Below are some entries. Return exactly the lines from the one with "Target: white nightstand" through the final line, leaving out any pictures.

Start Listed entries

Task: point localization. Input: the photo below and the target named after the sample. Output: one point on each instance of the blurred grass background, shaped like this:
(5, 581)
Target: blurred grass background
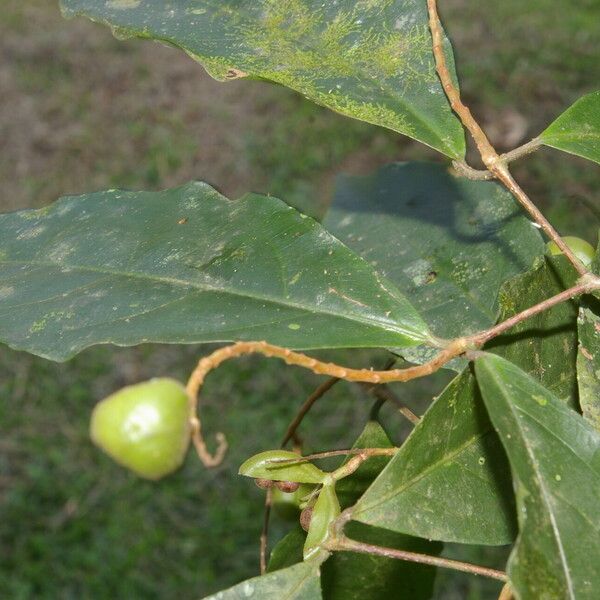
(80, 111)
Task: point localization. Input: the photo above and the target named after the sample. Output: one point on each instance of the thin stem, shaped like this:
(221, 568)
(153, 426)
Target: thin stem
(495, 163)
(464, 170)
(208, 363)
(506, 592)
(528, 148)
(344, 544)
(308, 404)
(383, 393)
(503, 174)
(484, 336)
(454, 348)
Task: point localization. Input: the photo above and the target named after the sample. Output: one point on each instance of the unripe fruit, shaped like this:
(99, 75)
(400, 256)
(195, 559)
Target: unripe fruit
(583, 250)
(144, 427)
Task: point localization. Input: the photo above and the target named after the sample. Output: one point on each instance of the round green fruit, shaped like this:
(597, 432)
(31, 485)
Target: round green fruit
(583, 250)
(144, 427)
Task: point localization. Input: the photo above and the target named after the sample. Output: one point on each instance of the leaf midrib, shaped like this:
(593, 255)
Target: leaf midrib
(538, 478)
(205, 287)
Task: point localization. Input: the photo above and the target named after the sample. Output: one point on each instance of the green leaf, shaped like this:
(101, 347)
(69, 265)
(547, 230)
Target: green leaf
(352, 576)
(449, 481)
(349, 575)
(349, 489)
(545, 346)
(448, 243)
(588, 364)
(555, 459)
(187, 265)
(577, 130)
(325, 510)
(288, 551)
(369, 60)
(299, 582)
(265, 466)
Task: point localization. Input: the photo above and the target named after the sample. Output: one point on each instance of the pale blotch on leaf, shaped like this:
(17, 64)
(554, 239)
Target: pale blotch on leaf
(123, 4)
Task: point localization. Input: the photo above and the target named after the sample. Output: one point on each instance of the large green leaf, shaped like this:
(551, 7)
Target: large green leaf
(369, 60)
(545, 346)
(448, 243)
(588, 364)
(299, 582)
(577, 130)
(555, 460)
(187, 265)
(352, 576)
(449, 481)
(289, 550)
(348, 575)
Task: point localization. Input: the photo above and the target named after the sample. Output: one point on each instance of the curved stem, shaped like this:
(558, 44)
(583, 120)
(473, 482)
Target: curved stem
(344, 544)
(308, 404)
(491, 159)
(484, 336)
(208, 363)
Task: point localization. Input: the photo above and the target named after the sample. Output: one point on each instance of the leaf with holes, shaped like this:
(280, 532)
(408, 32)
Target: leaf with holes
(555, 459)
(368, 60)
(448, 243)
(577, 130)
(188, 265)
(450, 480)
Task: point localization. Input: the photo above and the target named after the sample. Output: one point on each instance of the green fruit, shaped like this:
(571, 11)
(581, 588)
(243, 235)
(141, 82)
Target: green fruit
(583, 250)
(144, 427)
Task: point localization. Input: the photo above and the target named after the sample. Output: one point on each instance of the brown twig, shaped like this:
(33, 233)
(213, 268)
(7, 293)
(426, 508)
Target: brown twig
(464, 170)
(208, 363)
(506, 592)
(384, 394)
(308, 404)
(491, 159)
(344, 544)
(454, 348)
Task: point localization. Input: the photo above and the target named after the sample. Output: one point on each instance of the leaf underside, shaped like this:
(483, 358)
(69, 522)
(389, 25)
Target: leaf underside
(555, 460)
(368, 60)
(188, 265)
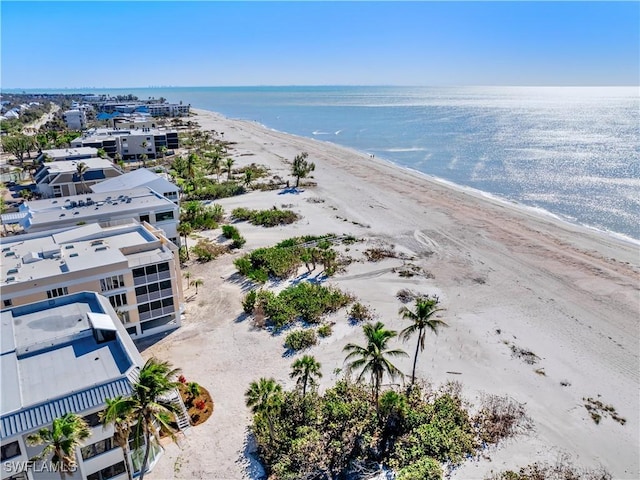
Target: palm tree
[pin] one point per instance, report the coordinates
(144, 145)
(304, 369)
(301, 167)
(155, 383)
(229, 163)
(193, 389)
(248, 176)
(66, 434)
(120, 413)
(81, 169)
(422, 318)
(162, 151)
(184, 230)
(373, 358)
(264, 397)
(197, 283)
(191, 165)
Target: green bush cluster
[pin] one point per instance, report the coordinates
(202, 217)
(301, 339)
(229, 231)
(306, 301)
(207, 189)
(325, 436)
(206, 250)
(266, 218)
(283, 260)
(325, 330)
(360, 313)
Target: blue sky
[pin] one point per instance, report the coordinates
(146, 43)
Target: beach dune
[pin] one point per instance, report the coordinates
(510, 279)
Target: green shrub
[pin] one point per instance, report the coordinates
(206, 250)
(207, 189)
(360, 313)
(325, 330)
(249, 302)
(241, 213)
(229, 231)
(301, 339)
(424, 469)
(238, 241)
(265, 218)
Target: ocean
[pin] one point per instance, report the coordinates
(573, 152)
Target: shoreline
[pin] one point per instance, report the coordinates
(442, 181)
(507, 278)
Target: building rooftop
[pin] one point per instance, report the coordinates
(137, 178)
(99, 134)
(97, 207)
(56, 153)
(26, 258)
(71, 166)
(62, 355)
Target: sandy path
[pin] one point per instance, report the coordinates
(504, 274)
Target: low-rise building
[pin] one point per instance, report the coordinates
(62, 154)
(65, 178)
(65, 355)
(107, 208)
(133, 265)
(141, 177)
(75, 119)
(130, 144)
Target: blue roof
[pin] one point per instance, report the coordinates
(38, 416)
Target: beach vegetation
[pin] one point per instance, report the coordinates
(377, 254)
(305, 370)
(266, 218)
(423, 319)
(325, 330)
(206, 250)
(147, 412)
(201, 217)
(360, 313)
(301, 167)
(301, 339)
(66, 434)
(231, 232)
(285, 258)
(373, 358)
(307, 302)
(345, 432)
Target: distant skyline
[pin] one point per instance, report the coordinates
(124, 44)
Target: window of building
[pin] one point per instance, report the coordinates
(57, 292)
(118, 300)
(19, 476)
(162, 216)
(93, 419)
(97, 448)
(123, 316)
(10, 450)
(111, 283)
(151, 269)
(109, 472)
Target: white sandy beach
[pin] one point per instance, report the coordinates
(503, 273)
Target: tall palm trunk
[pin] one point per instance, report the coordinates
(147, 450)
(415, 357)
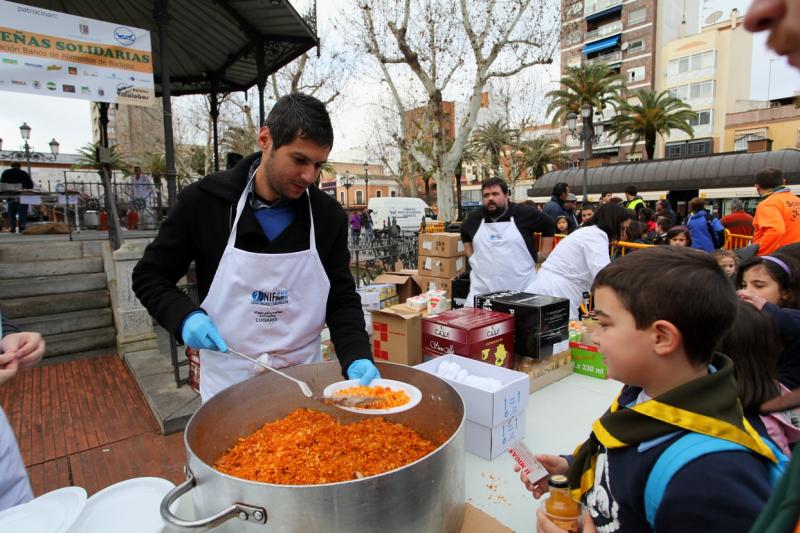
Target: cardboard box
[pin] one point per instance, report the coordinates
(485, 408)
(441, 245)
(429, 282)
(378, 296)
(442, 267)
(540, 321)
(396, 335)
(475, 333)
(490, 442)
(406, 282)
(588, 360)
(460, 290)
(477, 521)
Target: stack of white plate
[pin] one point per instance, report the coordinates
(129, 506)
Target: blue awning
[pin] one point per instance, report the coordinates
(601, 45)
(603, 13)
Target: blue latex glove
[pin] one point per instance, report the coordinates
(363, 370)
(199, 332)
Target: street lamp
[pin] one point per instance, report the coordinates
(366, 181)
(347, 182)
(28, 152)
(588, 133)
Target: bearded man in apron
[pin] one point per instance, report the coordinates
(499, 242)
(271, 258)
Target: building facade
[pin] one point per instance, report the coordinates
(626, 35)
(711, 72)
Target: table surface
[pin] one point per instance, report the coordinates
(558, 417)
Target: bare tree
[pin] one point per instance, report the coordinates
(421, 50)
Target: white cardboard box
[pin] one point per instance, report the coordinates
(488, 443)
(487, 408)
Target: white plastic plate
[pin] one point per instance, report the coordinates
(131, 506)
(413, 393)
(54, 512)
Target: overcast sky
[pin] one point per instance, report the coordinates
(68, 121)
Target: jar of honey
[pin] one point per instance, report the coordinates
(559, 506)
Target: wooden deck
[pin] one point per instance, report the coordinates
(85, 423)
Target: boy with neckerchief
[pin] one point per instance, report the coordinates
(659, 340)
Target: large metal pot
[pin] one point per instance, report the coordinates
(425, 496)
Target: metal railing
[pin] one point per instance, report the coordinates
(602, 31)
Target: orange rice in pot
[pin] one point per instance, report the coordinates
(308, 447)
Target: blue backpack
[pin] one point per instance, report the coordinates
(685, 450)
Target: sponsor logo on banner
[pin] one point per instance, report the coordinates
(270, 297)
(124, 36)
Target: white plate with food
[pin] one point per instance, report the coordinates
(386, 391)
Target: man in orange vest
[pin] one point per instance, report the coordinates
(777, 220)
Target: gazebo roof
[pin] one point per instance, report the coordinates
(209, 38)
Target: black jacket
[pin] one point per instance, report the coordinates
(197, 229)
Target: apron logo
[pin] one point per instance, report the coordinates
(270, 297)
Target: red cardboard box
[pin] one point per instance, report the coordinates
(479, 334)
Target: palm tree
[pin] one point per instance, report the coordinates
(595, 84)
(652, 113)
(491, 139)
(542, 154)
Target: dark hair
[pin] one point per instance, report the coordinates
(609, 218)
(697, 204)
(299, 115)
(769, 178)
(677, 230)
(665, 223)
(792, 250)
(753, 344)
(787, 281)
(684, 275)
(635, 230)
(495, 182)
(559, 189)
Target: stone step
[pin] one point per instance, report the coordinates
(81, 341)
(52, 304)
(42, 285)
(27, 270)
(39, 251)
(66, 322)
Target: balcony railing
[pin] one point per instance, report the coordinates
(590, 8)
(602, 31)
(613, 57)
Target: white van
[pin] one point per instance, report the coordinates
(408, 212)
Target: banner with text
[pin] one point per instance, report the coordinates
(50, 53)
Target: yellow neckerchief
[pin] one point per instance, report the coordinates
(680, 418)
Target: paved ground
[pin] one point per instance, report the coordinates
(85, 423)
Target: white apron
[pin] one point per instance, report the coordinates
(500, 260)
(272, 303)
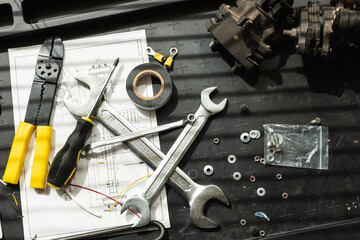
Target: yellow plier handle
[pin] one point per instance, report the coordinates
(18, 153)
(41, 157)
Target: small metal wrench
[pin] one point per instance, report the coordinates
(157, 181)
(195, 194)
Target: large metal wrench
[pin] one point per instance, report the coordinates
(195, 194)
(157, 181)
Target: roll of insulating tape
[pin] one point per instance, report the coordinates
(144, 70)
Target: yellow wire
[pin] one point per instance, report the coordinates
(15, 200)
(125, 190)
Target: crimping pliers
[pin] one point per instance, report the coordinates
(38, 113)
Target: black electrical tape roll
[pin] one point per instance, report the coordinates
(149, 69)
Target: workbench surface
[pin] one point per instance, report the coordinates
(286, 89)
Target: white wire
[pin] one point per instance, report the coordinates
(72, 197)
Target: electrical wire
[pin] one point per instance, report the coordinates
(92, 190)
(125, 190)
(15, 200)
(72, 197)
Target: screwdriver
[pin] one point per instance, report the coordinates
(66, 160)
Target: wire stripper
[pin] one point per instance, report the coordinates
(38, 113)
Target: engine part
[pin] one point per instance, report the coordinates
(237, 176)
(245, 137)
(250, 31)
(255, 134)
(208, 170)
(323, 30)
(231, 159)
(260, 192)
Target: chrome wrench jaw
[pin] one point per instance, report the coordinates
(205, 193)
(174, 156)
(149, 153)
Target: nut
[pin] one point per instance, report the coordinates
(271, 150)
(231, 159)
(270, 158)
(208, 170)
(252, 178)
(285, 195)
(243, 222)
(245, 137)
(260, 192)
(237, 176)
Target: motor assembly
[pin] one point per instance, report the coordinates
(255, 28)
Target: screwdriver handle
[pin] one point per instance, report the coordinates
(66, 160)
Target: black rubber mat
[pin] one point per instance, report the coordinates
(287, 89)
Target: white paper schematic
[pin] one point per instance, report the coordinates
(49, 214)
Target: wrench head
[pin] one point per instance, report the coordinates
(198, 202)
(210, 105)
(144, 208)
(95, 84)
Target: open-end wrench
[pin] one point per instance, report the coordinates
(127, 137)
(195, 194)
(157, 181)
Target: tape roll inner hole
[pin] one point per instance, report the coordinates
(141, 76)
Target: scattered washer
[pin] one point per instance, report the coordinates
(231, 159)
(285, 195)
(255, 134)
(208, 170)
(245, 137)
(252, 178)
(237, 176)
(270, 158)
(271, 150)
(260, 192)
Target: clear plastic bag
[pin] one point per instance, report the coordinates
(302, 146)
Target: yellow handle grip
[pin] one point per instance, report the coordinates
(159, 57)
(18, 152)
(168, 62)
(41, 157)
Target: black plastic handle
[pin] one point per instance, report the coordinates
(66, 160)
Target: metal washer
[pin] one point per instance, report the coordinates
(237, 176)
(208, 170)
(231, 158)
(245, 137)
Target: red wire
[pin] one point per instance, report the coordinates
(92, 190)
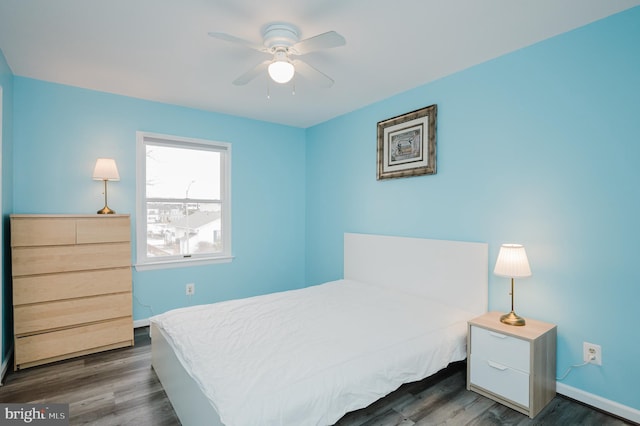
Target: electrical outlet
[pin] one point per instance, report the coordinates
(190, 289)
(591, 353)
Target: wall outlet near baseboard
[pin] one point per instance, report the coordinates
(591, 353)
(190, 289)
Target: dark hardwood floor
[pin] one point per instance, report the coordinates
(119, 387)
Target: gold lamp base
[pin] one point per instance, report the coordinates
(106, 210)
(512, 319)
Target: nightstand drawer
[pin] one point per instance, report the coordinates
(500, 348)
(500, 379)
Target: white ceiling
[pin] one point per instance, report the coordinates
(159, 49)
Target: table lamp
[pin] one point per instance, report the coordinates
(105, 170)
(512, 263)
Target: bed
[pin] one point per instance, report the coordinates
(309, 356)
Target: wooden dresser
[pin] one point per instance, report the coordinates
(71, 286)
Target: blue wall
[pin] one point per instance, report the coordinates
(61, 130)
(539, 147)
(6, 82)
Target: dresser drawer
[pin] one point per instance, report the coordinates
(40, 348)
(500, 379)
(500, 348)
(31, 319)
(53, 259)
(70, 285)
(42, 231)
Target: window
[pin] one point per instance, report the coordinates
(183, 201)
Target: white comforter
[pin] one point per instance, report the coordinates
(307, 357)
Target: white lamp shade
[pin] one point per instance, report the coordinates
(106, 169)
(512, 262)
(281, 71)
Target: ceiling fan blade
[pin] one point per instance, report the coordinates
(251, 74)
(237, 40)
(312, 74)
(321, 41)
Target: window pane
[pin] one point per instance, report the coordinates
(182, 173)
(172, 232)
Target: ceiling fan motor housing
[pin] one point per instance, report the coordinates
(279, 36)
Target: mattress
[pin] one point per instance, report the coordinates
(308, 356)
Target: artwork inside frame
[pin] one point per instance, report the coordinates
(407, 144)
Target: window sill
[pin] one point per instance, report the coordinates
(149, 266)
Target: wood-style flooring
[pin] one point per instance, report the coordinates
(119, 387)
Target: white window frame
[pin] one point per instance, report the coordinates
(142, 261)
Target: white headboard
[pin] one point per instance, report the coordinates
(453, 272)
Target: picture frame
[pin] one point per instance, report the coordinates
(407, 144)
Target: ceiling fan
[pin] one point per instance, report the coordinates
(281, 41)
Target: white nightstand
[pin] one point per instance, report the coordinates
(514, 365)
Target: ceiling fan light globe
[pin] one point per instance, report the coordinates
(281, 71)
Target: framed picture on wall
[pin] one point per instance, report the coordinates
(407, 144)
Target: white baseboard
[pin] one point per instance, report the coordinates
(141, 323)
(599, 402)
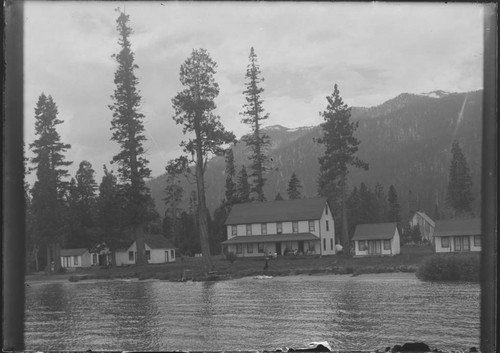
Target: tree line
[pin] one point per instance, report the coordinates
(81, 213)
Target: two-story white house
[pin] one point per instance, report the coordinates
(458, 235)
(302, 226)
(425, 224)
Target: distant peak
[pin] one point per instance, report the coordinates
(435, 94)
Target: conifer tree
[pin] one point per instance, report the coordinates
(128, 130)
(340, 149)
(110, 215)
(394, 208)
(459, 193)
(231, 195)
(50, 188)
(194, 109)
(253, 116)
(294, 187)
(243, 186)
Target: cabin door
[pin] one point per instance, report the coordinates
(374, 247)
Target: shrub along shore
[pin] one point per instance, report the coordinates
(415, 259)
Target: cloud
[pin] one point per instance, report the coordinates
(374, 51)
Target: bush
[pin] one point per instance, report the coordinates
(450, 267)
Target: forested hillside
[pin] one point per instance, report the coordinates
(406, 141)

End Listed entries

(Written response):
Target: white nightstand
[pin] one point per instance, report the coordinates
(514, 365)
Target: ceiling fan light globe
[pin] one point per instance, report the coordinates
(281, 71)
Target: framed picture on wall
[pin] one point per instance, report the coordinates
(407, 144)
Target: white baseboard
[pin] one point per instance, report the coordinates
(141, 323)
(599, 402)
Target: tree line
[pin] one point per instance, report the coordinates
(81, 213)
Target: two-story white house
[pin] one point per instance, report the coordinates
(458, 235)
(302, 226)
(425, 224)
Target: distant peak
[pin] one point per instance, report the coordinates
(435, 94)
Target: conifer tree
[pin] one point per instance, report the coordinates
(128, 130)
(340, 149)
(110, 215)
(394, 208)
(459, 193)
(231, 195)
(50, 188)
(194, 109)
(253, 116)
(294, 187)
(243, 186)
Target: cabin door
[pin] one point per instance, report the coordinates
(374, 247)
Target: shrub along shore
[pin] one point per instance, report the coordinates
(415, 259)
Target: cloud
[pin] one point per instance, report the coordinates
(374, 51)
Target: bush
[pin] one point per instance, report the coordinates
(450, 267)
Target: forested hillside
[pin] one point per instance, report the coordinates
(406, 141)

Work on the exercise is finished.